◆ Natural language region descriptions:
↓↓↓
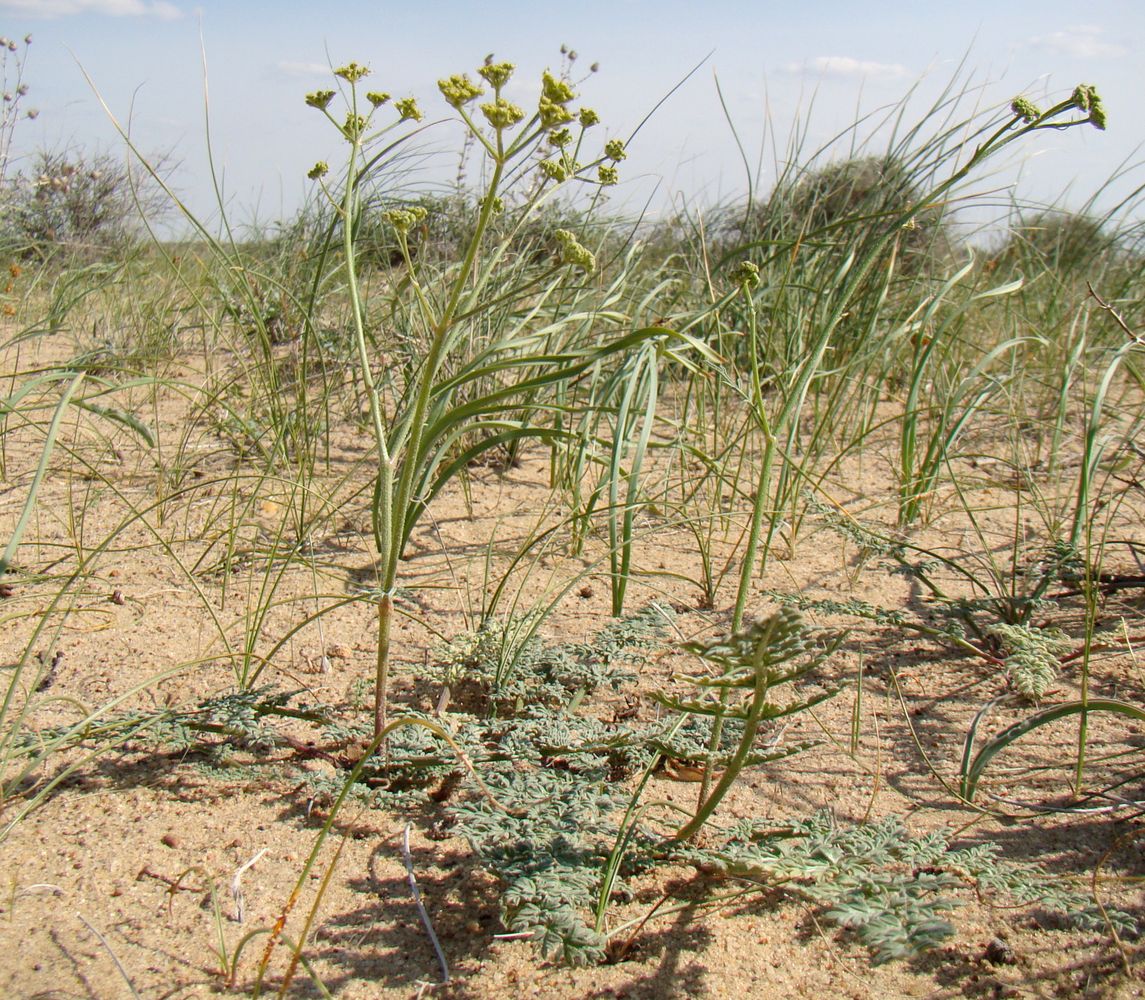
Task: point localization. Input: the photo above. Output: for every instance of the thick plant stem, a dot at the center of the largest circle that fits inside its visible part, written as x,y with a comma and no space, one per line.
385,622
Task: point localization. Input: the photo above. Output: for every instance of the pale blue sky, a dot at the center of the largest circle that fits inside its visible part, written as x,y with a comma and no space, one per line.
774,61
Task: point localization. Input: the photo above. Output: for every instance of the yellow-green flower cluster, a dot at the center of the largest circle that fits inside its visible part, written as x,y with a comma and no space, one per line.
553,170
555,89
408,109
1025,109
745,274
1087,99
500,113
552,115
459,89
354,126
573,252
614,149
352,72
554,95
496,75
403,220
320,99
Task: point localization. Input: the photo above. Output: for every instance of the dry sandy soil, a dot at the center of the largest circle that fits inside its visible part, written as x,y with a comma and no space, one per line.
110,881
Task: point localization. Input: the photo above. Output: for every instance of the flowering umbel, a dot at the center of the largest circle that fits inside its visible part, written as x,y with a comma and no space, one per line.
745,274
320,99
573,252
403,220
496,75
408,109
352,72
459,89
500,113
1025,109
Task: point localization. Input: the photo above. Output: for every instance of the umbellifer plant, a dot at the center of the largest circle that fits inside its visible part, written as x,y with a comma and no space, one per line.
455,399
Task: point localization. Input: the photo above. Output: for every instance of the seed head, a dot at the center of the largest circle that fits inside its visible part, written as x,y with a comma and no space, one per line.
408,109
459,89
614,149
500,113
573,252
352,72
496,75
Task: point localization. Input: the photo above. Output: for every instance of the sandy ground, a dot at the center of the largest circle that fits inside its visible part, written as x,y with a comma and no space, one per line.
121,881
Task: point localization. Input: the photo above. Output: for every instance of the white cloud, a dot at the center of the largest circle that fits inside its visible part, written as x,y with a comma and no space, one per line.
1081,41
845,67
303,69
113,8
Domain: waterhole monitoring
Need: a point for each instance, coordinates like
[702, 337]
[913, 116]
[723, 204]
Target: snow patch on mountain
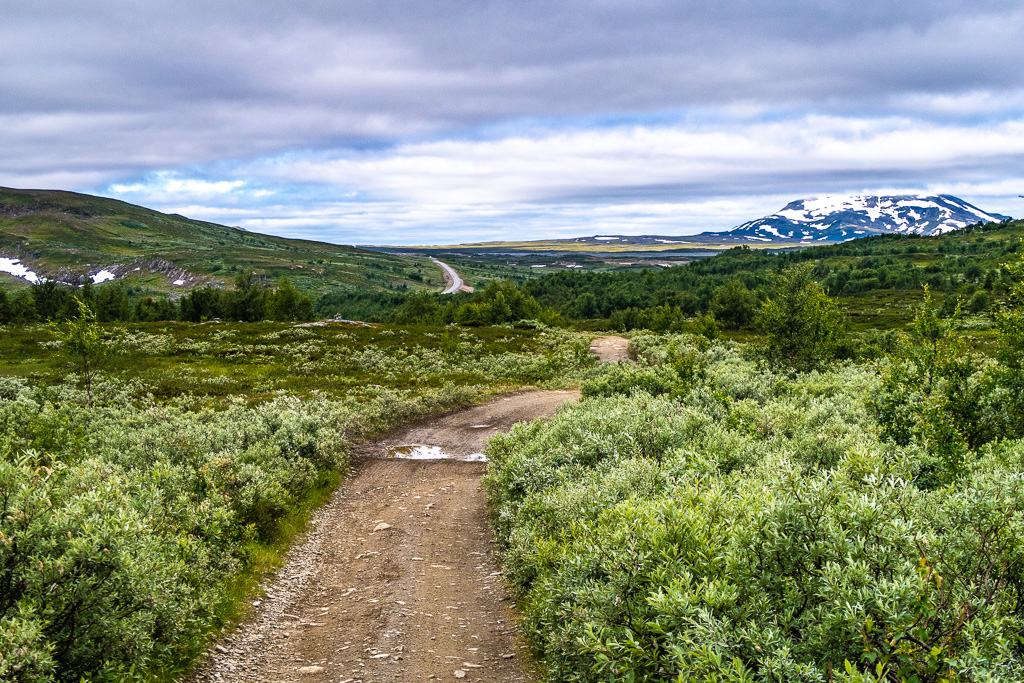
[836, 217]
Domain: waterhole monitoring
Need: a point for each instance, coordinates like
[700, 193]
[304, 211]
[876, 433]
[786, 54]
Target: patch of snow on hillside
[14, 267]
[794, 214]
[773, 230]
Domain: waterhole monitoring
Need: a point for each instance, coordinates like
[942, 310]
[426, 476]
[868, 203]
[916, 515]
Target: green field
[65, 236]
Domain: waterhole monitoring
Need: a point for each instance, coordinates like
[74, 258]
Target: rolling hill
[69, 237]
[803, 222]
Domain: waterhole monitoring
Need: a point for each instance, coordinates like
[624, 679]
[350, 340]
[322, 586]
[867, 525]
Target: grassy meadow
[145, 486]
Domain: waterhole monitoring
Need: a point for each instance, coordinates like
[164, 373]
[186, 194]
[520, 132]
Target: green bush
[757, 528]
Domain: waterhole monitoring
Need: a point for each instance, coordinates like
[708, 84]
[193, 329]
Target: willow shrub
[756, 528]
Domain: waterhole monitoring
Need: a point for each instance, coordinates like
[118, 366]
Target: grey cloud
[114, 87]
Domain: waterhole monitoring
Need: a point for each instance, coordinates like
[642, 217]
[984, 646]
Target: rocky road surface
[396, 580]
[609, 349]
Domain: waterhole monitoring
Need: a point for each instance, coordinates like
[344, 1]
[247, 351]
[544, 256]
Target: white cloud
[554, 164]
[675, 178]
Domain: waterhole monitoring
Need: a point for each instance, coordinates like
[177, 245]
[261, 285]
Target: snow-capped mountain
[841, 218]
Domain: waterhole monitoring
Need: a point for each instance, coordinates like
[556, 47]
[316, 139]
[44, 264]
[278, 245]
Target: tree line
[248, 301]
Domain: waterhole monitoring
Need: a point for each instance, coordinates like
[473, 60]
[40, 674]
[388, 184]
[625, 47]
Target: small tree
[804, 327]
[84, 343]
[930, 393]
[734, 305]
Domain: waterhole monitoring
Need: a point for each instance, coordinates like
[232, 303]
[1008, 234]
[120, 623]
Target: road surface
[397, 581]
[455, 282]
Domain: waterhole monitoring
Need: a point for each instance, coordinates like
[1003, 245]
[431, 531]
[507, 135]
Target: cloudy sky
[420, 122]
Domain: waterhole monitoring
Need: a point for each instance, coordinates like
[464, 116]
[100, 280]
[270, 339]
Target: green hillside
[65, 236]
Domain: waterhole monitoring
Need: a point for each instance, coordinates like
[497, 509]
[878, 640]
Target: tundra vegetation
[785, 485]
[151, 472]
[719, 512]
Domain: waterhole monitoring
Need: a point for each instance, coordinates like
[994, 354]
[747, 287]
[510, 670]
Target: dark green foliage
[6, 311]
[287, 303]
[202, 304]
[247, 302]
[932, 394]
[734, 305]
[803, 327]
[756, 529]
[53, 301]
[23, 307]
[419, 307]
[500, 302]
[155, 310]
[112, 303]
[124, 521]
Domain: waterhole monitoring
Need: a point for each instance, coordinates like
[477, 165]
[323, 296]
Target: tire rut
[396, 579]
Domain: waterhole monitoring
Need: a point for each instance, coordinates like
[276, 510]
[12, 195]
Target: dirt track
[396, 580]
[609, 349]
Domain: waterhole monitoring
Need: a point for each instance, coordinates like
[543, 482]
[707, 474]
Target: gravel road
[396, 580]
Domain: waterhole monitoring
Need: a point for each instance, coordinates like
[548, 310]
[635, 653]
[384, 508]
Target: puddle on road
[420, 452]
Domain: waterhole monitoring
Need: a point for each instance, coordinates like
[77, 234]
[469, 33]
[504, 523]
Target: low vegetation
[811, 473]
[150, 472]
[719, 513]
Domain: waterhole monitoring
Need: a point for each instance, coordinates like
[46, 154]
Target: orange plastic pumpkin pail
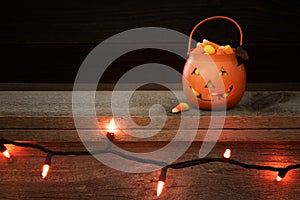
[213, 81]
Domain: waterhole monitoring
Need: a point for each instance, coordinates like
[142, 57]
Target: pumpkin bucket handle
[208, 19]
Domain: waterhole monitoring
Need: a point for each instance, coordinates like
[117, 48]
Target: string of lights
[226, 158]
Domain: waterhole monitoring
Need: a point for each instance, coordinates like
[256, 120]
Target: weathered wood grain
[86, 178]
[166, 135]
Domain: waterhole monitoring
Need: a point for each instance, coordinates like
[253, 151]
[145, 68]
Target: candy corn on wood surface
[263, 129]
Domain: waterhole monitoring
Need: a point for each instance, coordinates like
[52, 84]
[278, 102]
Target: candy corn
[214, 45]
[220, 51]
[228, 49]
[180, 108]
[209, 49]
[212, 48]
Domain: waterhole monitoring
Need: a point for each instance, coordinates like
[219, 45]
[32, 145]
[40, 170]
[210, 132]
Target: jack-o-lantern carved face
[213, 81]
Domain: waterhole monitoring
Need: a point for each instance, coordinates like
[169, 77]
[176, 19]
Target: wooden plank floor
[263, 129]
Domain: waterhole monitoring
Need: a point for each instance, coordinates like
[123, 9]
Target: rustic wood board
[86, 178]
[263, 129]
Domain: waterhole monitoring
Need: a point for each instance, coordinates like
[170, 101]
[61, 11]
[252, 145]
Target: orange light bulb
[112, 126]
[45, 171]
[278, 178]
[6, 154]
[160, 187]
[227, 153]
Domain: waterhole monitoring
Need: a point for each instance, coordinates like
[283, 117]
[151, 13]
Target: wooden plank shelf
[264, 129]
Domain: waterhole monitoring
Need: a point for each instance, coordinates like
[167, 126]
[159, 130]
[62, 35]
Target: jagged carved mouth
[209, 96]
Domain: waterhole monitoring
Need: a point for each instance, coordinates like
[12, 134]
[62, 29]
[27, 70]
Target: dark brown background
↑↑↑
From the first line to the last, retype the data above exactly, but not its images.

Task: point localization. Input: the photo above. Output: for every instance of the thick plant stem, a dot at the center of the largest circle that fits inside its visible part, written as x,y with a comma and no space, one per line.
385,622
Task: point localization. Input: the photo above. Output: for every instance of the pale blue sky, a dot at the center of the largest circle that fits inside its visible part, written as x,y with a comma and no space, one per line.
774,61
Task: point localization. Input: the photo above. Output: for every instance of the yellow-green flower cluster, a dot at the center of the largest circle that fits inside its visible part, written as x,y with a comma and no space, one per line.
553,170
555,89
408,109
1025,109
745,274
1087,99
500,113
552,115
459,89
354,126
573,252
614,149
352,72
554,95
496,75
403,220
320,99
Task: point localization. Input: the photo above. Output: for every instance of the dry sandy soil, a dot at the center of the largest circle that fits inside its visible part, written as x,y with a comma and no space, one per line.
110,881
Task: point localization. Input: the photo above. Output: for every instance of the flowering umbel, a dot at the center of the largest circle that fits inside its visible part, written as x,y with a comma and no space, one per line.
745,274
320,99
573,252
403,220
496,75
408,109
352,72
459,89
500,113
1025,109
Task: point localization. Input: the photo above. Output: for every instance of the umbellifer plant, a dot at the center of the largest circle that fits inside its visible part, written as x,y with a comma and no space, one per line.
455,399
Task: point localization. Input: the photo above. Output: for every instance of the seed head, a dot at the center of the largest circle that fits inside its visible part, written as x,y with a comma and no space, one per line.
408,109
459,89
614,149
500,113
573,252
352,72
496,75
Task: point localization. Input: the photo above. Output: for every instance of the sandy ground, a dot at the center of the largest circle that fits inside its visible part, written as x,y with a comma and no space, one per line.
121,881
Task: point localization. Input: the photo above. Output: for every instance of the white cloud, a dot at the center of the largest circle that fits inside its visible part, written as x,y with a comma and no space, one per line.
1081,41
845,67
303,69
113,8
Domain: waterhole monitoring
Need: a point for each instance, coordinates like
[702, 337]
[913, 116]
[723, 204]
Target: snow patch on mountain
[836, 217]
Domain: waterhole monitoring
Need: a point for each instance, coordinates like
[700, 193]
[304, 211]
[876, 433]
[786, 54]
Target: patch of snow on hillside
[14, 267]
[794, 214]
[773, 230]
Domain: waterhole monitoring
Need: a point for each instance, coordinates like
[942, 310]
[426, 476]
[868, 203]
[916, 515]
Target: green field
[65, 236]
Domain: waterhole monitoring
Need: a point for each instance, coordinates like
[74, 258]
Target: rolling hill
[69, 237]
[803, 222]
Domain: waterhole monitoring
Need: a point for each instance, coordinates like
[624, 679]
[350, 340]
[322, 586]
[867, 525]
Target: grassy meadow
[145, 486]
Domain: waterhole monitoring
Need: a point for each instance, coordinates like
[164, 373]
[186, 194]
[520, 132]
Target: green bush
[757, 528]
Domain: waterhole monitoring
Need: a point for each instance, coordinates like
[708, 84]
[193, 329]
Target: willow shrub
[756, 528]
Domain: waterhole monitoring
Need: a point for each instance, coordinates like
[118, 366]
Target: grey cloud
[114, 87]
Domain: waterhole monitoring
Need: a point for each instance, coordinates like
[642, 217]
[984, 646]
Target: rocky road surface
[396, 580]
[609, 349]
Domain: waterhole monitoring
Need: a point for each instance, coordinates like
[344, 1]
[247, 351]
[544, 256]
Target: white cloud
[554, 164]
[675, 178]
Domain: waterhole monitoring
Need: a point for each instance, coordinates like
[177, 245]
[261, 285]
Target: snow-capped mountain
[841, 218]
Domain: waterhole monitoring
Need: a point for each instance, coordinates like
[556, 47]
[316, 139]
[44, 264]
[278, 245]
Target: tree line
[248, 301]
Domain: waterhole monitoring
Need: a point for each instance, coordinates like
[473, 60]
[40, 674]
[388, 184]
[625, 47]
Target: small tree
[804, 327]
[84, 343]
[930, 393]
[734, 305]
Domain: waterhole monitoring
Need: a point for each instance, coordinates like
[232, 303]
[1008, 234]
[120, 623]
Target: road surface
[397, 581]
[455, 282]
Domain: waterhole monitoring
Need: a point for each instance, coordinates like
[1003, 245]
[431, 531]
[507, 135]
Target: cloudy sky
[420, 122]
Domain: waterhole monitoring
Need: a point for each instance, coordinates like
[464, 116]
[100, 280]
[270, 339]
Target: green hillside
[65, 236]
Domain: waterhole monitoring
Need: a point for each instance, coordinates like
[497, 509]
[878, 640]
Target: tundra vegetation
[785, 485]
[151, 472]
[719, 512]
Domain: waterhole monitoring
Need: a point for each instance, coordinates like
[994, 354]
[747, 287]
[510, 670]
Target: dark green foliage
[6, 311]
[287, 303]
[202, 304]
[247, 302]
[932, 394]
[734, 305]
[803, 327]
[756, 529]
[53, 301]
[23, 307]
[419, 307]
[500, 302]
[155, 310]
[112, 303]
[124, 521]
Domain: waterhole monitoring
Need: a point for each instance, coordinates like
[477, 165]
[323, 296]
Target: tire rut
[396, 579]
Domain: waterhole monitoring
Need: a point for each instance, coordinates like
[276, 510]
[12, 195]
Target: dirt track
[396, 580]
[609, 349]
Domain: waterhole monitoring
Need: a point for each instance, coordinates like
[543, 482]
[707, 474]
Target: gravel road
[396, 580]
Domain: waterhole monitoring
Need: a point for each instance, coordinates like
[548, 310]
[635, 653]
[384, 508]
Target: puddle on road
[420, 452]
Domain: waterhole monitoring
Need: a point for each instance, coordinates like
[77, 234]
[469, 33]
[504, 523]
Target: low vegetation
[811, 473]
[150, 472]
[719, 513]
Domain: waterhole monitoring
Need: a point for each instance, coordinates like
[46, 154]
Target: orange plastic pumpkin pail
[213, 81]
Domain: waterhole monitoring
Need: a point for each instance, coordinates like
[142, 57]
Target: pumpkin bucket handle
[208, 19]
Domain: waterhole monitoring
Need: a point for each instance, coordinates like
[117, 48]
Target: string of lights
[226, 158]
Domain: waterhole monitoring
Need: a point for each instance, coordinates like
[256, 120]
Target: weathered wood grain
[86, 178]
[166, 135]
Domain: waterhole monitoring
Need: a point for each instance, coordinates like
[253, 151]
[145, 68]
Target: candy corn on wood surface
[263, 129]
Domain: waterhole monitoring
Need: a point for each instance, coordinates like
[52, 84]
[278, 102]
Target: candy corn
[214, 45]
[220, 51]
[228, 49]
[180, 108]
[209, 49]
[212, 48]
Domain: waterhole monitoring
Need: a point for each instance, coordinates like
[219, 45]
[32, 145]
[40, 170]
[210, 132]
Target: jack-o-lantern carved face
[213, 81]
Domain: waterhole monitoring
Need: a point for each instance, coordinates like
[169, 77]
[176, 19]
Target: wooden plank floor
[263, 129]
Domain: waterhole monitoring
Need: a point for each instance, coordinates like
[123, 9]
Target: rustic wood board
[86, 178]
[263, 129]
Domain: waterhole monitoring
Need: a point for each instance, coordinates like
[170, 101]
[61, 11]
[252, 145]
Target: orange light bulb
[112, 126]
[45, 171]
[278, 178]
[6, 154]
[160, 187]
[227, 153]
Domain: waterhole monitoring
Need: a point for each instance, coordinates like
[283, 117]
[151, 13]
Target: wooden plank shelf
[264, 129]
Domain: waterhole monitoring
Need: a point for each instance, coordinates like
[167, 126]
[159, 130]
[62, 35]
Target: jagged carved mouth
[209, 96]
Domain: waterhole monitoring
Need: a point for each instance, coordinates like
[12, 134]
[62, 29]
[27, 70]
Target: dark brown background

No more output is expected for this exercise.